Brief
Return the listing below word for word.

Input data

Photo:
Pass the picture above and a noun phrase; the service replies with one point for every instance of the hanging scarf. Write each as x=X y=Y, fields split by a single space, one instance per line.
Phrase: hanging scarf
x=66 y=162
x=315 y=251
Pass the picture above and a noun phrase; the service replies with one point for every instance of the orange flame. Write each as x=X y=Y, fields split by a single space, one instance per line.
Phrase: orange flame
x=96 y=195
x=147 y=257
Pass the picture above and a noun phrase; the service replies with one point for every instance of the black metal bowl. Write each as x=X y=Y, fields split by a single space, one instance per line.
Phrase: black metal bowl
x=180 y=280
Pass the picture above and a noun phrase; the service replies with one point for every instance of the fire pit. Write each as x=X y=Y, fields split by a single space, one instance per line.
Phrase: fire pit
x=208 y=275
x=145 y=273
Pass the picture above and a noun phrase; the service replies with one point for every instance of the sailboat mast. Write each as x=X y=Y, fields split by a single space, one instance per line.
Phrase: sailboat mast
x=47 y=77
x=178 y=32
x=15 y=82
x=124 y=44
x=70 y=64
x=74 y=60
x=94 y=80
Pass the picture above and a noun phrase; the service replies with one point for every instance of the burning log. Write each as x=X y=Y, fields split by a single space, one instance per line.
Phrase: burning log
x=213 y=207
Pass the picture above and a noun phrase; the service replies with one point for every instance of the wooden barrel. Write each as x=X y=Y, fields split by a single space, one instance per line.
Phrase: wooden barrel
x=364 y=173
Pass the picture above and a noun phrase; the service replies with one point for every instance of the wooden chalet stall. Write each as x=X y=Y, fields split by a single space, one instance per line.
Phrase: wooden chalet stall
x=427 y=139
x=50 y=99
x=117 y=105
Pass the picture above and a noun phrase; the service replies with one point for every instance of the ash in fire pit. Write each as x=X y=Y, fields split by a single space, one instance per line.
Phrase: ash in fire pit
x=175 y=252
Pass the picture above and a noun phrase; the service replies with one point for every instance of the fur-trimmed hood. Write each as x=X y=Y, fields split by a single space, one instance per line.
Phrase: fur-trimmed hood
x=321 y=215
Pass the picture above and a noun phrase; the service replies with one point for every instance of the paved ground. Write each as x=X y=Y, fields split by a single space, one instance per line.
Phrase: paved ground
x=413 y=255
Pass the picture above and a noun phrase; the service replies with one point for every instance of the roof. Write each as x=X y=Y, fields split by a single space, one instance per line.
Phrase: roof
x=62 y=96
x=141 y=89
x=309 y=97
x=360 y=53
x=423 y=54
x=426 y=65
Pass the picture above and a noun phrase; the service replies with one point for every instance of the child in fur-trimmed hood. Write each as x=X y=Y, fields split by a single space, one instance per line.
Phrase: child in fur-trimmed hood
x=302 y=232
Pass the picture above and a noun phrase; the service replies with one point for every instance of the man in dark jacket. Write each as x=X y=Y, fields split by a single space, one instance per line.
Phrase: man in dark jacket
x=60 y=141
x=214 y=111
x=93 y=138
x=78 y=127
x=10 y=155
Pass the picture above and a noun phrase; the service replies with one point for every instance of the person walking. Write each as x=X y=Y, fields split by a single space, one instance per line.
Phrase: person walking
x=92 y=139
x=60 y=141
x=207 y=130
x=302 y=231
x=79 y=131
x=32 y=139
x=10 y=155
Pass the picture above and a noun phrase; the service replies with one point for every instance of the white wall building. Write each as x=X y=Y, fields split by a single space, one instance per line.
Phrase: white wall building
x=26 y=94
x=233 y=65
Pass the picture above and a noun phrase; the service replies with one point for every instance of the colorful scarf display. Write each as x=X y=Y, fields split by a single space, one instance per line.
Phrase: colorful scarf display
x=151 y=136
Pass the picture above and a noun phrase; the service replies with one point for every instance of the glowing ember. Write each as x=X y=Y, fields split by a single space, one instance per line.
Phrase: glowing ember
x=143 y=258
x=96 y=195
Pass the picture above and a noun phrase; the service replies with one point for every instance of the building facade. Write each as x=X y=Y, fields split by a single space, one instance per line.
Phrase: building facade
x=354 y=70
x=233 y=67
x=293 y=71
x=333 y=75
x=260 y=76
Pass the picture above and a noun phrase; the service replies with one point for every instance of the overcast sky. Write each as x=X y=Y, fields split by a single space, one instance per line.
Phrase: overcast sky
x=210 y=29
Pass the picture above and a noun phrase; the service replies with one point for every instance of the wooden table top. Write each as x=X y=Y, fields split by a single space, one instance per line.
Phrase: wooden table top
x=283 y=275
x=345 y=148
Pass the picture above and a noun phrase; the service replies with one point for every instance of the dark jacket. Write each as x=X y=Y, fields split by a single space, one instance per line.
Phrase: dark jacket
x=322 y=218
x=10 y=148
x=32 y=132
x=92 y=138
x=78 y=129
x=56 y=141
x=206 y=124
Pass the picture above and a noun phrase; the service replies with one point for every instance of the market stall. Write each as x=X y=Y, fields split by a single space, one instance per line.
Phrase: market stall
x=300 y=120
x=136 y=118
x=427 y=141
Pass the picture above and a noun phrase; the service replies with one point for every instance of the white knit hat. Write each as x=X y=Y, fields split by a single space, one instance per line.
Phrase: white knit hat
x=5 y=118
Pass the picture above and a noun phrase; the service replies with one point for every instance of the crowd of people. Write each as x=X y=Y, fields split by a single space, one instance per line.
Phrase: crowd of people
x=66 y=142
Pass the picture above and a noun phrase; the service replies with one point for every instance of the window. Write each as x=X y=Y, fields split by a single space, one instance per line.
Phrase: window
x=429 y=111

Finished exercise
Photo:
Pass the picture above and a noun phrase; the service replies with one point for every instance of the hanging scarf. Write each as x=X y=Y, fields split by a single space, one instance per line.
Phrase: hanging scarf
x=66 y=162
x=315 y=251
Pass the picture above and a noun phrase; the service replies with one point for every instance of the orange flame. Write each as x=X y=Y, fields split by a single space, one instance per line.
Phrase: orange flame
x=96 y=195
x=147 y=257
Pass the picture above and a noun phrase; the service replies with one point for every instance of the black metal bowl. Write each as x=X y=Y, fields split by a single space, one instance per line.
Phrase: black metal bowl
x=180 y=280
Pass the picture above and a noun phrase; the service replies with one point for every instance of the fire pit. Write each as x=X y=Y, fields split by a single space, one instance per line.
Phrase: fire pit
x=208 y=275
x=145 y=273
Pass the picture above and a noun phrase; the service replies with one point for every instance of the sailboat mast. Write each as x=X y=Y, fields split by a single space, one instance per line.
Phrase: sailboat mast
x=47 y=77
x=178 y=32
x=15 y=82
x=124 y=44
x=70 y=64
x=74 y=60
x=94 y=80
Pass the picture above and a noun phrase; the service replies with one point for every instance of the burning log. Write each as x=X y=Y, fields split by a single space, one instance per line.
Phrase: burning log
x=213 y=207
Pass the picture above and a noun phrase; the service replies with one point for every instance of the wooden barrel. Write each as x=X y=Y, fields split by a single space, one instance per line.
Phrase: wooden barrel
x=364 y=173
Pass the picture above and a noun phrase; the service replies with one point for every instance of the wooden chalet stall. Write each as x=X y=Y, fields split by a single space, one instance per line.
Phrase: wooden chalet stall
x=427 y=139
x=50 y=99
x=117 y=105
Pass the picture above and a noun phrase; the service replies with one point for every instance of the ash in fire pit. Write each as x=X y=Y, fields split by a single space, one instance per line.
Phrase: ash in fire pit
x=175 y=252
Pass the picture above and a noun phrase; the service replies with one point for every instance of the fur-trimmed hood. Write each as x=X y=Y, fields split by a single space, one instance per line.
Phrase: fur-trimmed hood
x=321 y=215
Pass the picture above and a noun phrase; the service replies with one point for every instance of the paved ground. Write each as x=X y=Y, fields split by a single space, one instance per line.
Phrase: paved ground
x=413 y=255
Pass the picture above and a noun phrase; the service replies with one point for every instance of the roof. Write each as x=X y=Y, fields split by a single space, one instance per line.
Phrase: roof
x=62 y=96
x=141 y=89
x=309 y=97
x=360 y=53
x=423 y=54
x=426 y=65
Pass the picture above and a noun phrase; the service replies with one point for every instance of the child in fur-trimmed hood. Write each as x=X y=Y, fields split by a single space, one instance per line.
Phrase: child in fur-trimmed hood
x=302 y=232
Pass the picture above and a noun phrase; the service replies with one point for every instance of the man in dark jacket. Write each as x=X y=Y, fields split by a single space, one instance per line.
Phrase: man in dark jacket
x=60 y=141
x=214 y=111
x=93 y=138
x=78 y=127
x=10 y=155
Pass the picture above and a noun phrase; the service replies with one point for every instance of the person walking. Write each as x=X y=Y, fields split by a single space, one instance per line.
Phrase: person walking
x=92 y=139
x=60 y=141
x=207 y=130
x=302 y=231
x=79 y=131
x=32 y=139
x=10 y=155
Pass the picture above and a noun phrase; the service replies with one point for every instance of the white wall building. Write each as x=X y=Y, fields split by a single space, one instance per line.
Phrase: white wall building
x=26 y=94
x=233 y=65
Pass the picture above and a noun phrase; the service replies with one point for every instance of the colorful scarf display. Write each as x=X y=Y, fields split by a single space, one instance per line.
Phrase: colorful scarf display
x=151 y=136
Pass the picture above and a noun phrase; the service replies with one point for every instance of the glowing ember. Write each as x=X y=Y, fields split by a single space, one instance per line.
Phrase: glowing ember
x=143 y=258
x=96 y=195
Pass the picture above and a noun phrase; the service replies with one point for every instance of the building facade. Write each as x=X y=Y, fields split by a single space, one instance per line.
Phrase: building facade
x=354 y=70
x=233 y=67
x=293 y=71
x=333 y=75
x=260 y=76
Pass the picture above and a noun phrase; the service replies with one point for every instance of the overcast sky. Write each as x=X y=Y, fields split by a single space, one instance per line.
Phrase: overcast sky
x=210 y=29
Pass the picture above and a noun phrase; the service replies with one point for every instance of the wooden table top. Write each as x=X y=Y, fields split by a single space, one instance per line.
Phrase: wooden table top
x=283 y=275
x=345 y=148
Pass the picture above and a noun phrase; the service replies with one point for every instance of the dark jacket. Write each as x=X y=Y, fields split by a single space, one instance per line.
Phrase: dark jacket
x=322 y=218
x=10 y=148
x=32 y=132
x=92 y=138
x=78 y=129
x=56 y=141
x=206 y=124
Pass the picture above and a noun phrase; the service replies with one point for every instance of the market stall. Write each as x=X y=Y, fields split by a single space, one instance per line.
Phrase: market stall
x=300 y=120
x=136 y=118
x=427 y=141
Pass the picture above and a noun phrase; the service replies with one point for every instance of the white knit hat. Write each as x=X y=Y, fields split by a single space, one instance per line.
Phrase: white knit hat
x=5 y=118
Pass the picture above and a noun phrase; the service replies with one point for every instance of the crowd of people. Write each as x=X y=Y, fields split by a single space, one instance per line.
Phrase: crowd of people
x=66 y=142
Pass the picture above and a noun phrase; the service replies with one point for every instance of the window. Write each as x=X y=Y, fields split by a single space, one instance per line.
Phrase: window
x=429 y=111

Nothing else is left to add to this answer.